··· Data lines

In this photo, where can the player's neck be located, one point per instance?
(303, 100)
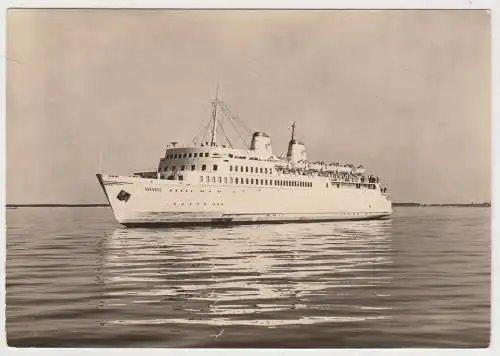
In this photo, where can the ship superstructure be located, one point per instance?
(212, 183)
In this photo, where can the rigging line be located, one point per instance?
(204, 129)
(224, 132)
(237, 131)
(234, 117)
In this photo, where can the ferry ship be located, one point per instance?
(209, 183)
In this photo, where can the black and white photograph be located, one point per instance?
(248, 178)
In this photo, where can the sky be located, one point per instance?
(405, 93)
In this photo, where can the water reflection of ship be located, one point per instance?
(251, 275)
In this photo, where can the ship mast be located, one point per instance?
(215, 103)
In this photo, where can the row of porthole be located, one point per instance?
(252, 181)
(187, 155)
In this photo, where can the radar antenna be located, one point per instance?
(215, 104)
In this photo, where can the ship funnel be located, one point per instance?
(261, 143)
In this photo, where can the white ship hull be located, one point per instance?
(142, 202)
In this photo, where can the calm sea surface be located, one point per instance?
(75, 278)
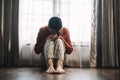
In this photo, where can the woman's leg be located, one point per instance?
(48, 52)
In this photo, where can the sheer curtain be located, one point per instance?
(75, 15)
(106, 34)
(9, 53)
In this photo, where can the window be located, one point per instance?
(75, 14)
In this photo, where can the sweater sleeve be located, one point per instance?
(39, 42)
(67, 41)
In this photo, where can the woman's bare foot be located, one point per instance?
(50, 70)
(60, 70)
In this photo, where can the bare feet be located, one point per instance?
(50, 70)
(59, 70)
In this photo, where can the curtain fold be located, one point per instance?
(9, 52)
(108, 33)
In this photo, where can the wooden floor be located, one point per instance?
(71, 74)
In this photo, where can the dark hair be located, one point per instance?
(55, 23)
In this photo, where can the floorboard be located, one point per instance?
(71, 74)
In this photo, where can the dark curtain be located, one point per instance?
(9, 51)
(106, 26)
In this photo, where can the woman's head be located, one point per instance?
(55, 23)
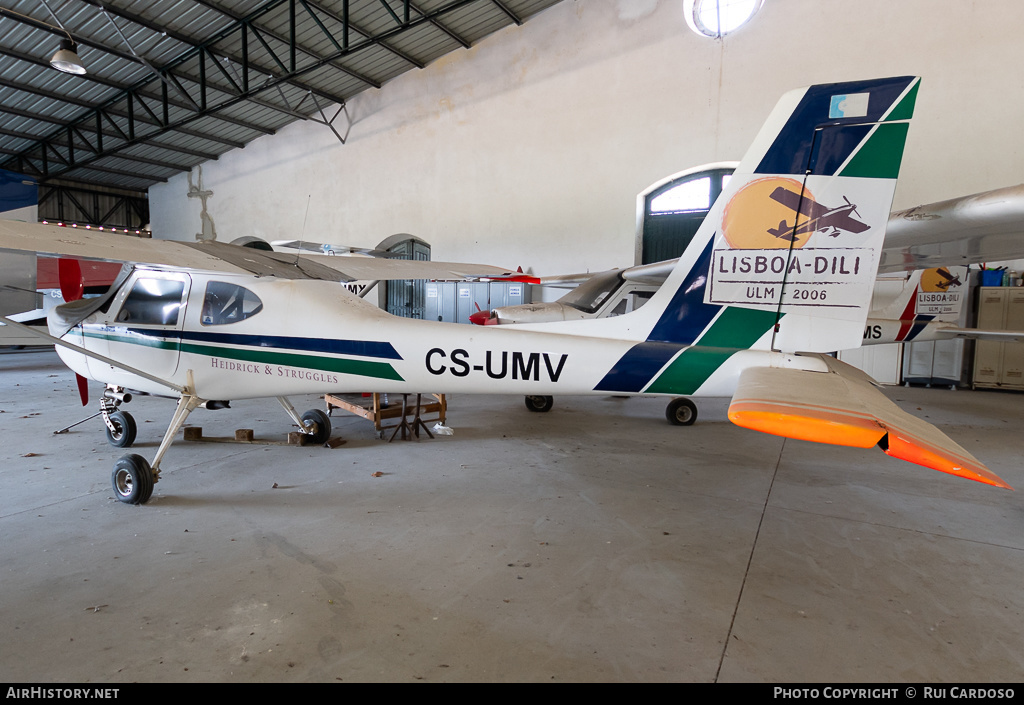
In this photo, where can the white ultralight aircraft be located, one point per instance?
(742, 314)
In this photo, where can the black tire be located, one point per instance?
(132, 480)
(681, 412)
(125, 436)
(540, 404)
(322, 425)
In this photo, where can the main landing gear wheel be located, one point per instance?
(132, 480)
(321, 425)
(540, 404)
(681, 412)
(124, 436)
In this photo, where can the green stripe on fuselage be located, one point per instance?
(736, 329)
(361, 368)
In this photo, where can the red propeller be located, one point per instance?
(72, 288)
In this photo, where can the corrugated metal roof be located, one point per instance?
(171, 84)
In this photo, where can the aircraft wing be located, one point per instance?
(844, 408)
(370, 268)
(976, 229)
(221, 257)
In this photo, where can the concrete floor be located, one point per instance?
(594, 543)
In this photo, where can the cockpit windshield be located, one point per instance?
(590, 295)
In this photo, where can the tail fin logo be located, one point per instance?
(940, 292)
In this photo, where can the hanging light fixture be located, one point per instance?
(67, 59)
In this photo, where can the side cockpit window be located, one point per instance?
(153, 301)
(228, 303)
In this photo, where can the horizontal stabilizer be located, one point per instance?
(980, 334)
(843, 407)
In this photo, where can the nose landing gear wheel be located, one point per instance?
(124, 437)
(132, 480)
(321, 423)
(540, 404)
(681, 412)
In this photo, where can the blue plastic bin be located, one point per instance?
(991, 278)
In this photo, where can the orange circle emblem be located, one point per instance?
(754, 220)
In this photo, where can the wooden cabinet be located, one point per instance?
(999, 365)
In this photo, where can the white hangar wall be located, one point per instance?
(530, 148)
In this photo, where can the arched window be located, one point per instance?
(675, 208)
(406, 297)
(719, 17)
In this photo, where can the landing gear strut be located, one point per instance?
(540, 404)
(121, 427)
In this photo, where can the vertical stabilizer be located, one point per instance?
(786, 257)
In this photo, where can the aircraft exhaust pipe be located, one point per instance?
(122, 397)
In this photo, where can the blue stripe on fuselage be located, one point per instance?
(361, 348)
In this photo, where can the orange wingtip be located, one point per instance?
(906, 447)
(806, 422)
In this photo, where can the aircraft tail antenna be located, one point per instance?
(853, 208)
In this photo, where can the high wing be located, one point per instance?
(224, 258)
(987, 226)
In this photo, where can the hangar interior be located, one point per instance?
(591, 543)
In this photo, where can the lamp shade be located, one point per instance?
(66, 59)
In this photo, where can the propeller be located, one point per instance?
(72, 288)
(853, 208)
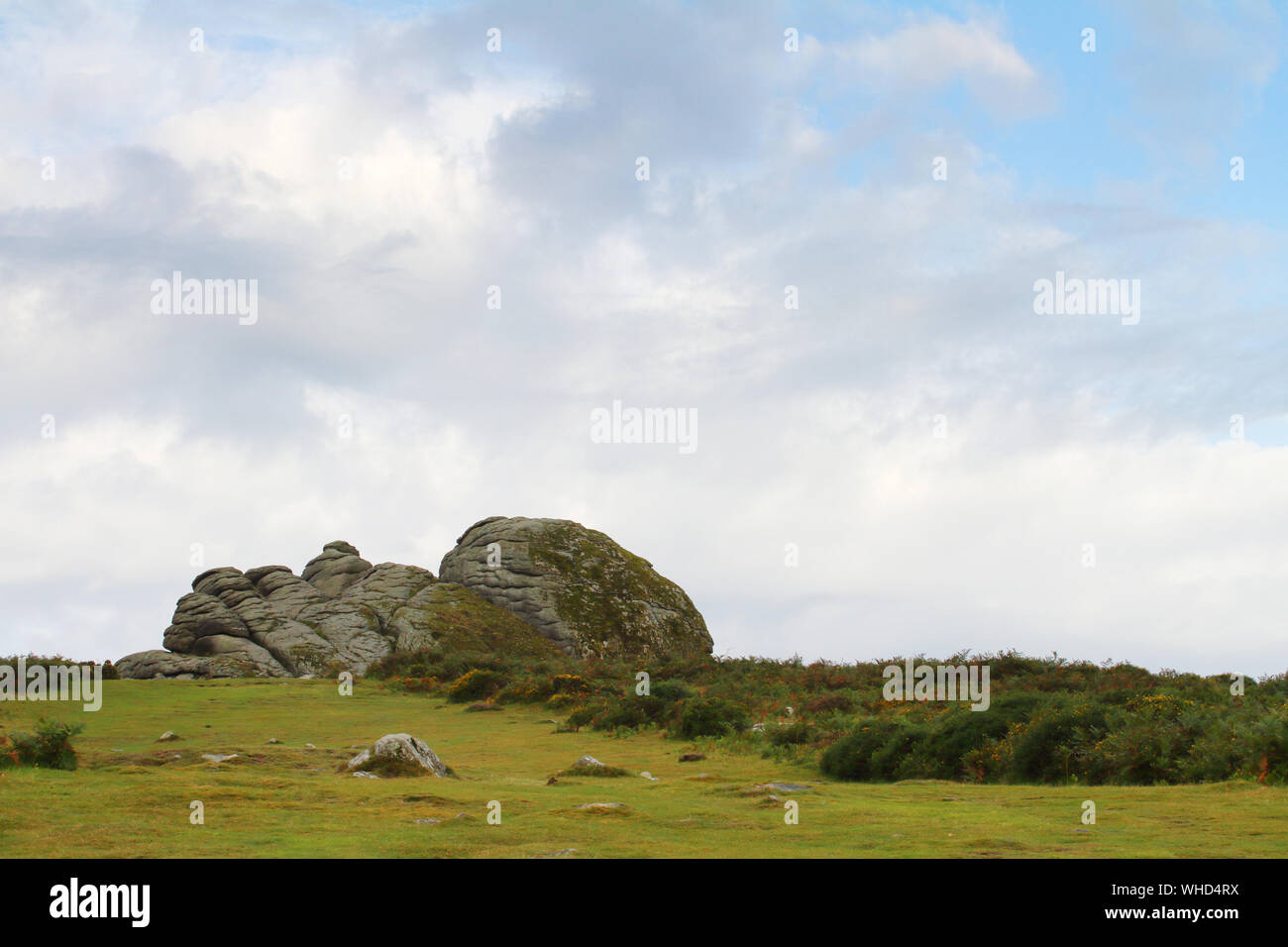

······

- Short task
Please gather every line in the records that contains the word "window", treating uppercase and lowercase letters as different.

- Task response
In this photo, where can the window be located, one point per instance?
In this photo, where can the side cockpit window be located, one point per instance?
In this photo, where can the arched window be located, one point per instance?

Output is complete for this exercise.